Start of Information given

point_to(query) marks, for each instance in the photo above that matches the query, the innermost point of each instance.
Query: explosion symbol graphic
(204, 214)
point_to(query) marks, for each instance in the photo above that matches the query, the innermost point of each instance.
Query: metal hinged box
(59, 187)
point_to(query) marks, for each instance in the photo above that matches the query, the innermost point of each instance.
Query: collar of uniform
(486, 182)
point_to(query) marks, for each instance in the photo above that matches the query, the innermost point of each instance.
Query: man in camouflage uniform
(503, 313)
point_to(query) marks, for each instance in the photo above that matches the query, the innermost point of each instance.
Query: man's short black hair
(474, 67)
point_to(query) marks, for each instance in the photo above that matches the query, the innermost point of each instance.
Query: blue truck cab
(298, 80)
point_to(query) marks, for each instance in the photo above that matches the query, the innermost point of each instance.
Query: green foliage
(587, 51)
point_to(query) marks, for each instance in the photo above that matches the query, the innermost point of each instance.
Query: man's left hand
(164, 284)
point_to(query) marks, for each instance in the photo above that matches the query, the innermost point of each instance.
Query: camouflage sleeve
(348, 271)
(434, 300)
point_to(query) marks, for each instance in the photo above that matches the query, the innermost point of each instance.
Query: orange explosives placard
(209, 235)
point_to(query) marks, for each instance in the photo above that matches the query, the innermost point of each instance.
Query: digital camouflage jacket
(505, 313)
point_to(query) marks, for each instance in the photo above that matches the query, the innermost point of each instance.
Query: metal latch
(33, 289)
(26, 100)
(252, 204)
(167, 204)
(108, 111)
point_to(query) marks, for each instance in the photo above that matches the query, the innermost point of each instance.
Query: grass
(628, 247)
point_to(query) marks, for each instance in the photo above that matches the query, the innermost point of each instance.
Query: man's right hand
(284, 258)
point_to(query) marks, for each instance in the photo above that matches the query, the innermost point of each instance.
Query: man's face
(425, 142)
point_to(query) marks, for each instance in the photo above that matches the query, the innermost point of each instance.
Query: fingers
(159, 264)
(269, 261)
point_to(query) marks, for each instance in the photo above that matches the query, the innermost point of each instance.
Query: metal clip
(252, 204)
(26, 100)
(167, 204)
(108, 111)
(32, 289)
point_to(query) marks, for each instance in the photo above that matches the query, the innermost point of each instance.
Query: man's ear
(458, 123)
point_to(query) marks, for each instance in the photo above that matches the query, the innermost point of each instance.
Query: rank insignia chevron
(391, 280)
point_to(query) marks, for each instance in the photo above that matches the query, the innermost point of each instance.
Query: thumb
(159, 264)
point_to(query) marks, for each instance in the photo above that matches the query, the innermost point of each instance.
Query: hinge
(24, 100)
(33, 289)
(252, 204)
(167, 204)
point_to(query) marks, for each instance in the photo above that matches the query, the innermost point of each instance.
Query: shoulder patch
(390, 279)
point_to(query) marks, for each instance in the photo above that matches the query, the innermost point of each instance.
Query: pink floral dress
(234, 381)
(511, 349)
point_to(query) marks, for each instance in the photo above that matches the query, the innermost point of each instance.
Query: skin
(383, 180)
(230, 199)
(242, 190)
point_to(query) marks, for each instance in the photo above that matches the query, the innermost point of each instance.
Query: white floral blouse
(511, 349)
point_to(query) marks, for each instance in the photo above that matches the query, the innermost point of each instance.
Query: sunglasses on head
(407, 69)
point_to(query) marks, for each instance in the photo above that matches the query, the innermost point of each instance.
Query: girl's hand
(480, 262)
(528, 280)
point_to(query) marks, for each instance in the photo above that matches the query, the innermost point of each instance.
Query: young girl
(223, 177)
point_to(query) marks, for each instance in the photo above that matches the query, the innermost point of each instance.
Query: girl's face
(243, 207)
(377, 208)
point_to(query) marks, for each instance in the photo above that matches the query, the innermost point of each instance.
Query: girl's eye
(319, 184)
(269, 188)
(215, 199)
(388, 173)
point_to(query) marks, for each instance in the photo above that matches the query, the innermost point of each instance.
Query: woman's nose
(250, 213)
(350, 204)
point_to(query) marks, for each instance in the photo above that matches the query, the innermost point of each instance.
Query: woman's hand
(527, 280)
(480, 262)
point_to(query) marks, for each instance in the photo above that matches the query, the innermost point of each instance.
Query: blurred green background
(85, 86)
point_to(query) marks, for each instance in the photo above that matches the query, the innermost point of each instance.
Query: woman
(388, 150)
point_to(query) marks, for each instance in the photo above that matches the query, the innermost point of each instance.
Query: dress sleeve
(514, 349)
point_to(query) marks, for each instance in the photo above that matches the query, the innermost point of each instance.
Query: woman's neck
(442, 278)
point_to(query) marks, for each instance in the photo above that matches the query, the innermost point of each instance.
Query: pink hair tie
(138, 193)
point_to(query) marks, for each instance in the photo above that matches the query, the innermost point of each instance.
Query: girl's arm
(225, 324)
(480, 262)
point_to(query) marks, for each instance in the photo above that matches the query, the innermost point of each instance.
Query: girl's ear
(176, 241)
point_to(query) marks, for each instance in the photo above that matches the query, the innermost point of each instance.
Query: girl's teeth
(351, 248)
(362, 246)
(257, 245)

End of Information given

# [Action item]
Return the whole of the data, character for character.

# [Written answer]
point_to(query) marks, for each instance in the photo above that matches the query, the innermost point of each instance.
Query: explosion symbol graphic
(204, 214)
point_to(query) marks, for each instance in the photo above that matches the query, the innermost point of each instance.
Query: metal hinged box
(59, 187)
point_to(query) marks, for each instance in the photo above that matches the query, the innermost point of each instance.
Query: collar of uniform
(486, 182)
point_to(query) marks, for each instance in the photo above that matches the query, the innermost point of each instance.
Query: man in camouflage uniform
(503, 313)
point_to(query) marks, for each instance in the photo above that matches the query, the innermost point of each instance.
Query: man's short black hair
(474, 67)
point_to(query) marks, for each instance in the photo above that matches the query, the innermost point of each instance.
Query: blue truck cab
(298, 80)
point_to(query) marks, for each instance in the photo above that matches the query, the innermost point of each instance.
Query: green foliage
(587, 51)
point_to(query) marks, for each instance in the photo above that matches the query, the innermost point of each instance.
Query: man's left hand
(164, 284)
point_to(query) marks, for each instance in the photo above that matches the query, the innermost point of each instance.
Query: camouflage sleeve
(348, 271)
(434, 300)
point_to(query) marks, for each instance in the photo above that matches the query, the innermost point of each instance.
Query: orange explosives placard
(209, 235)
point_to(query) marks, for each instance in the photo above that matches the query, the innermost point of each instance.
Query: digital camouflage jacket
(505, 313)
point_to(query) marks, for each instance in the photo above that matches the query, the innermost point of each instance.
Query: metal latch
(33, 289)
(26, 100)
(252, 204)
(167, 204)
(108, 111)
point_to(query) marks, for each instance in the photo above that matches the query, the innermost point of each instance.
Query: grass
(628, 247)
point_to(query) marks, for each instance in the photo above that matches the query, the innermost point of each instance.
Query: man's right hand
(284, 258)
point_to(query) marks, for each instance in the photo above that matches the query, the innermost point of each instance.
Query: man's face
(425, 142)
point_to(query) marks, for each instance in the photo above that matches the query, the innermost point of each instance.
Query: fingers
(159, 264)
(269, 261)
point_to(query) marks, for each instance in the photo above that matches the query, the innermost point of each instance.
Query: metal clip
(252, 204)
(26, 100)
(167, 204)
(108, 111)
(32, 289)
point_to(query) marks, for each instance in the photo above that matches the query, the innermost point of each instance.
Query: man's ear
(458, 123)
point_to(query) marks, for each instance in the photo above that matches the query, the innermost point of each instance.
Query: rank insignia chevron
(391, 280)
point_to(query) marks, for each instance in the photo above that matches the query, the innermost point of each instance.
Query: thumb
(159, 264)
point_to(query) marks, for each instance in the photo above that matches the query, the innermost point of each instance.
Query: hinge
(24, 100)
(33, 289)
(252, 204)
(167, 204)
point_to(query) marks, for each instance in the photo above that matches the query, the innermost point of each instance.
Query: shoulder patch
(390, 279)
point_to(query) marks, for each instance in the photo above that matches the query, the innermost point of each instance.
Query: pink floral dress
(234, 381)
(511, 349)
point_to(query) marks, for each instance in the photo above that matches the query, the innermost point of each instance.
Query: skin
(383, 180)
(230, 199)
(242, 190)
point_to(query) marks, for each instance in the photo above that matches the query, the innermost point of each instance.
Query: white floral blouse
(511, 349)
point_to(query) marks, for each instance in the photo above that matches the query, the innermost point of each instance.
Query: sunglasses on head
(407, 69)
point_to(query) marks, for each instance in the photo above that matches the query, the innermost point of each instance.
Query: girl's hand
(480, 262)
(528, 280)
point_to(query) marks, for each instance in the photo above that matches the query, the innermost point of each instance.
Query: young girl
(223, 177)
point_to(query) marks, for each instance in the photo above that matches the query, the innermost point of each instance.
Query: girl's face
(243, 207)
(377, 208)
point_to(query) marks, for each instance in the photo above that matches the query, the innermost point of each instance.
Query: girl's eye
(319, 184)
(269, 188)
(215, 199)
(388, 173)
point_to(query) marks, for each instance in the photo above that matches the query, the innermost point of each instance.
Query: woman's nose
(250, 213)
(350, 204)
point_to(query) marks, for each instance in the photo above that matches the query, the innermost point of each instance.
Query: woman's hand
(527, 280)
(480, 262)
point_to(query) marks, for each instance in the photo above that matches the query, the innermost point of each instance.
Query: blurred green background
(85, 86)
point_to(query) marks, for each instance in the photo above that matches the query, the innermost point of each instance.
Query: woman
(388, 150)
point_to(query) marks, for each instance in the photo above that matches the query, the innermost point of each instance.
Query: dress sleeve
(514, 349)
point_to(query) marks, for each instance in the photo above that matches the query, the innermost point of each instance.
Query: woman's neck
(442, 278)
point_to(query) marks, for each instance in the photo above that matches the query, the innermost point of each instance.
Query: pink hair tie
(138, 193)
point_to(query) marks, for each instance in the photo above that matches the query, the innermost point of each instance.
Query: girl's arm
(225, 324)
(480, 262)
point_to(query) marks, for each instance in the photo above that matches the query, the innermost point of each instance.
Query: girl's ear
(176, 241)
point_to(query) marks, for each instance in the photo above that matches the query, the innermost point of each instance.
Query: girl's teeth
(351, 248)
(362, 246)
(257, 245)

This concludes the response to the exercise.